- _Parts of the exercise_:
**a.** Answer these questions from the passage on conversion layers:
(i) Which layers does the passage list in the conversion path?
(ii) What does the writer want to know about the cost?
(iii) What does the passage say depends on reading the data first?
**b.** Extend the passage on conversion layers by a paragraph, picking up right after its final sentence.

The practical suspicion is simple. A lot of conversion feels slower and heavier than it needs to be because the path is too layered. Vendor API, managed runtime, wrapper, converter, XML writer, then maybe another tool that reads the XML back in. Each layer makes sense historically. Together they make the first step of analysis feel more expensive than it should.

I want to know how much of that cost is necessary.

Maybe the answer is most of it. Maybe direct parsing runs into too many edge cases. Maybe the format differences across versions make the maintenance burden too high. Maybe the safe public version of this project ends up much smaller than the private experiment. That would still teach me something.

Downstream tools inherit the shape of the input step. If the first step is slow, fragile, platform-specific, or legally awkward, then everything after it starts with that friction. Search engines, compression formats, public repositories, automated pipelines, and reproducible analysis all depend on reading the data first. That should be the least dramatic part of the workflow.

- _Stored rows_:

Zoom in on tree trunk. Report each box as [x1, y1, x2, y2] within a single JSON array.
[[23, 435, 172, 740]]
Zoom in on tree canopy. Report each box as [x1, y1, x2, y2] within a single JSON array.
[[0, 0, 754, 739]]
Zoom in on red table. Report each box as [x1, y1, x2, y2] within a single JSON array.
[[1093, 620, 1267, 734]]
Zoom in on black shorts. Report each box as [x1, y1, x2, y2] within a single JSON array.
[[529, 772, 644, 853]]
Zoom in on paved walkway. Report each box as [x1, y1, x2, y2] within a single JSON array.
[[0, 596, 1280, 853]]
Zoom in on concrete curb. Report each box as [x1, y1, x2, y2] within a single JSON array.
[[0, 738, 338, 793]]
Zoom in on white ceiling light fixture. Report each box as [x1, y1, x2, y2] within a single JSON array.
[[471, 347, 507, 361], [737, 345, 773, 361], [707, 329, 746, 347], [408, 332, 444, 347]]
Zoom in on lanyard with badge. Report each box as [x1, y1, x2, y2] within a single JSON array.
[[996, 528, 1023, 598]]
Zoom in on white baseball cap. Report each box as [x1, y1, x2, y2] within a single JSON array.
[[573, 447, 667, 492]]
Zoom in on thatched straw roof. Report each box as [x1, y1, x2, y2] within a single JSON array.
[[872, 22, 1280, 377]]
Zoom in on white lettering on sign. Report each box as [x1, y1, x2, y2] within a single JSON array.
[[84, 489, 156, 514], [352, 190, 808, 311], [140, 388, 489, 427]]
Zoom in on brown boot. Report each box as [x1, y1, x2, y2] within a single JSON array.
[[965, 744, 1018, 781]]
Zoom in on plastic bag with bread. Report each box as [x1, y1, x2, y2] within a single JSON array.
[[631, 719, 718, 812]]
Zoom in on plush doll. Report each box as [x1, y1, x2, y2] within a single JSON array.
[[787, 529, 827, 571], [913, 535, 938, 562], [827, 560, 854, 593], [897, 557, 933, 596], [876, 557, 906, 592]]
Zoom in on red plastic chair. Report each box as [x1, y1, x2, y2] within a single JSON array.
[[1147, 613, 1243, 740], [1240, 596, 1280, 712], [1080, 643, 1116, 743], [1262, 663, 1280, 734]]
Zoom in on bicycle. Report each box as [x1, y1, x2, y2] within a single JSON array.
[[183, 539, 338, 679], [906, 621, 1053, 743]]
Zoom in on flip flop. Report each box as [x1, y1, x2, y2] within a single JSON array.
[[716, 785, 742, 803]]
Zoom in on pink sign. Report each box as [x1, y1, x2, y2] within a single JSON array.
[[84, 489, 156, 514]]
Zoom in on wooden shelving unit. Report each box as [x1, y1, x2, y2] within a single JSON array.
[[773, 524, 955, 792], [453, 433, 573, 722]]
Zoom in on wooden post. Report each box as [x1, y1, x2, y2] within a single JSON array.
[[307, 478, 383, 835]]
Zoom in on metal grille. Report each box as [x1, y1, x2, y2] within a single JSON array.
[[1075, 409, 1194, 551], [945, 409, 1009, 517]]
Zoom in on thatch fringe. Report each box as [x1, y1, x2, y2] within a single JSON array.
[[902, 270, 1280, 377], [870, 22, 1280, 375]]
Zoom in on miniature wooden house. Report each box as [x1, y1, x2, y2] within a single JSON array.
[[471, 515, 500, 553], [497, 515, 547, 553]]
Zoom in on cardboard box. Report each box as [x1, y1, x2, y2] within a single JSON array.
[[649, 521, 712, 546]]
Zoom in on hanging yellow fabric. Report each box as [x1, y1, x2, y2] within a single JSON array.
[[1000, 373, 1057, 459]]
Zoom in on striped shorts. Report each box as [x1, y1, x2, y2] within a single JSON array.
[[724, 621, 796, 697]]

- _Results_:
**a.**
(i) A vendor API, a managed runtime, a wrapper, a converter, an XML writer, and then possibly another tool that reads the XML back in.
(ii) How much of that cost is necessary.
(iii) Search engines, compression formats, public repositories, automated pipelines, and reproducible analysis.

**b.**
I do not know yet whether mzBridge becomes a public tool, a private experiment, or just a set of lessons for future projects like mzArc and mzValidate. I know the question is worth testing. Vendor data is where a lot of proteomics begins, and pretending that open science starts only after conversion feels incomplete.

So this is the early note to myself. Try the bridge. Keep it clean. Validate everything. Do not overpromise.